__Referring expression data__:
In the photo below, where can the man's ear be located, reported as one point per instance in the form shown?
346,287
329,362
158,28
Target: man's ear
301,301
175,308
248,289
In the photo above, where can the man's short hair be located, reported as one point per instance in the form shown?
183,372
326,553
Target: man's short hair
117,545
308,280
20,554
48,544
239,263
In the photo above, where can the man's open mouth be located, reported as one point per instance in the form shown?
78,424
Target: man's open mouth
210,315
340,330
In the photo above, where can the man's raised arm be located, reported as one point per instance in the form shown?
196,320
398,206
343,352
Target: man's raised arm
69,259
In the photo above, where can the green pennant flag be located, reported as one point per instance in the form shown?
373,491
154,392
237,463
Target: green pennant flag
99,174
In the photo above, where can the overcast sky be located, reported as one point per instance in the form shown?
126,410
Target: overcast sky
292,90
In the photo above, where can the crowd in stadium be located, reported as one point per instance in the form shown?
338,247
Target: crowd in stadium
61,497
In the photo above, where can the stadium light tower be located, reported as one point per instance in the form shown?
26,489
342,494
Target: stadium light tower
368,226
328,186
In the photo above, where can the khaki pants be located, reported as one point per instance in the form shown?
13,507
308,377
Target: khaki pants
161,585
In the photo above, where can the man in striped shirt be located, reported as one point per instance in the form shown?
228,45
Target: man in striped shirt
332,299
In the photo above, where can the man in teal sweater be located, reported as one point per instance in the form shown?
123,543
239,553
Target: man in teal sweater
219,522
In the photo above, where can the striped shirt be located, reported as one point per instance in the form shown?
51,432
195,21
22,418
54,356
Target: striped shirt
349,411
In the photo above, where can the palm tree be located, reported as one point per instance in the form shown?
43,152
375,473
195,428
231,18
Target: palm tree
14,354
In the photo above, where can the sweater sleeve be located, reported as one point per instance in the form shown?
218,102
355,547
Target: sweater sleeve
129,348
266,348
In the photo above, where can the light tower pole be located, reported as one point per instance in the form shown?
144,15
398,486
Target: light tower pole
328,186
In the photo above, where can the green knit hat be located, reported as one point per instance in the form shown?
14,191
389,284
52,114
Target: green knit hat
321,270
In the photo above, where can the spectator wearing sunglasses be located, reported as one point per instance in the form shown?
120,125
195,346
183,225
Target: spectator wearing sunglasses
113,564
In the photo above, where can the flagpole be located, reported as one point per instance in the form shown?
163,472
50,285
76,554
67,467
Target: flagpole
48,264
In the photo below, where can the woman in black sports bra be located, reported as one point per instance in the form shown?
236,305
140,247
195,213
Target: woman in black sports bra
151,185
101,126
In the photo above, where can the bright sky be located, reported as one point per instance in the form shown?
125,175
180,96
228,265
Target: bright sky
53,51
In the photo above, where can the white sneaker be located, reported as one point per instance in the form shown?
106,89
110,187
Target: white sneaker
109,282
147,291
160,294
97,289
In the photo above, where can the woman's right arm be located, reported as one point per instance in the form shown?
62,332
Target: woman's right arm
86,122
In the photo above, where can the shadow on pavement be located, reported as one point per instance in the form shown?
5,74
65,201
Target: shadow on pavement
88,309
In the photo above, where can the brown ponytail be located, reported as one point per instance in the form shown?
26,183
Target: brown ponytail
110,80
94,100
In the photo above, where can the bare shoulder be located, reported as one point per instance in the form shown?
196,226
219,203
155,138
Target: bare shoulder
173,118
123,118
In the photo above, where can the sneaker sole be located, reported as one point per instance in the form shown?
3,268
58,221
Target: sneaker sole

__Work task__:
Each line above should be duplicated without any alteration.

__Solved problem__:
In the photo below, where can the man's ear be located, reported as one point per instance in the form shown?
346,287
329,362
158,28
Target: man's ear
301,301
175,308
248,289
In the photo above, where can the man's short hair be located, reported as one point per instance in the form shown?
183,372
326,553
Target: man's short hair
117,545
308,280
20,554
48,544
239,263
In the photo above, where can the man's open mouth be located, reported as one point per instance in the form shown?
78,424
Target: man's open mouth
210,315
340,330
In the photo above, where can the man's raised arm be located, reported as one point per instance in the form shown?
196,320
398,206
343,352
Target: man's raised arm
69,259
In the photo above, where can the green pennant flag be located, reported as one point per instance in the form shown?
373,491
154,392
237,463
Target: green pennant flag
99,174
In the photo above, where can the overcast sky be located, reported as one point per instance in the form shown?
126,410
Target: overcast sky
292,90
In the photo above, where can the crowd in stadium be located, reported as one point per instance in the form shown?
338,247
Target: crowd in stadium
61,497
In the photo above, where can the stadium light tower be located, reported as one point per instance in the form shown?
26,489
342,494
Target: stadium light tower
368,226
328,186
In the photo above, where can the khaki pants be located, reported as one point per instance in the form shown?
13,507
308,377
Target: khaki pants
161,585
In the photo above, where can the man in striped shirt be located, reported as one point per instance in the form shown?
228,45
Target: man in striped shirt
332,299
In the photo above, where can the man in teal sweater be located, reported as one point per instance in the form shown?
123,543
239,553
Target: man in teal sweater
219,522
In the photo above, where can the striped shirt be located, reported as one point per instance in the form shown?
51,432
195,21
22,418
54,356
Target: striped shirt
349,411
In the photo above, where can the palm tree be located, reported as one point per instance in the form shown?
43,152
375,473
195,428
231,18
Target: palm tree
14,354
In the photo above, where can the sweater sleeve be located, reported as one point per instance in the form shown?
218,102
355,547
Target: sweater sleeve
129,348
266,348
In the photo above, where can the light tower pole be located, reported as one point per instance in the form shown?
144,15
398,486
Target: light tower pole
328,186
In the photo above, where can the green knit hat be located, reported as one point per instance in the form shown?
14,191
389,284
52,114
Target: green knit hat
321,270
In the photo above, where can the spectator wearing sunglasses be located, reported as one point per instance in the form shown?
120,125
195,346
183,225
Target: spectator wearing sunglasses
113,564
In the photo above, where can the flagpole be located, reported as one point per instance in the form shown?
163,472
50,285
76,554
67,467
Target: flagpole
48,264
In the photo below, where can the woman in black sports bra be located, reported as one point per instance in the form shown?
236,305
140,247
195,213
Target: woman in black sports bra
151,185
101,126
In the photo above, where can the bright sky be located, reported as one point per instance in the form shown?
125,175
180,96
228,265
Target: bright sky
53,51
In the photo above, where can the white sneaker be located, reported as one point per instance in the form shown?
106,89
110,187
Target: white sneaker
109,282
147,291
160,294
97,289
In the photo above, where can the woman's right arm be located, reported as one point per instance in the form shown?
62,332
Target: woman's right arm
86,122
In the photo above, where can the shadow on pavement be located, reported as one point per instance in the form shown?
5,74
65,201
Target: shadow on pavement
88,309
In the photo above, where can the brown ponytail be located, reported as one point per instance in the form shown?
26,183
Target: brown ponytail
110,80
94,100
In the photo above, where can the bare shoulder be located, reported as one point per instance in the form shown?
196,226
219,203
155,138
Target: bare shoulder
173,118
123,118
In the photo above, where can the sneaker sole be located, reported as one point per instance in the form shown?
3,268
58,221
Target: sneaker sole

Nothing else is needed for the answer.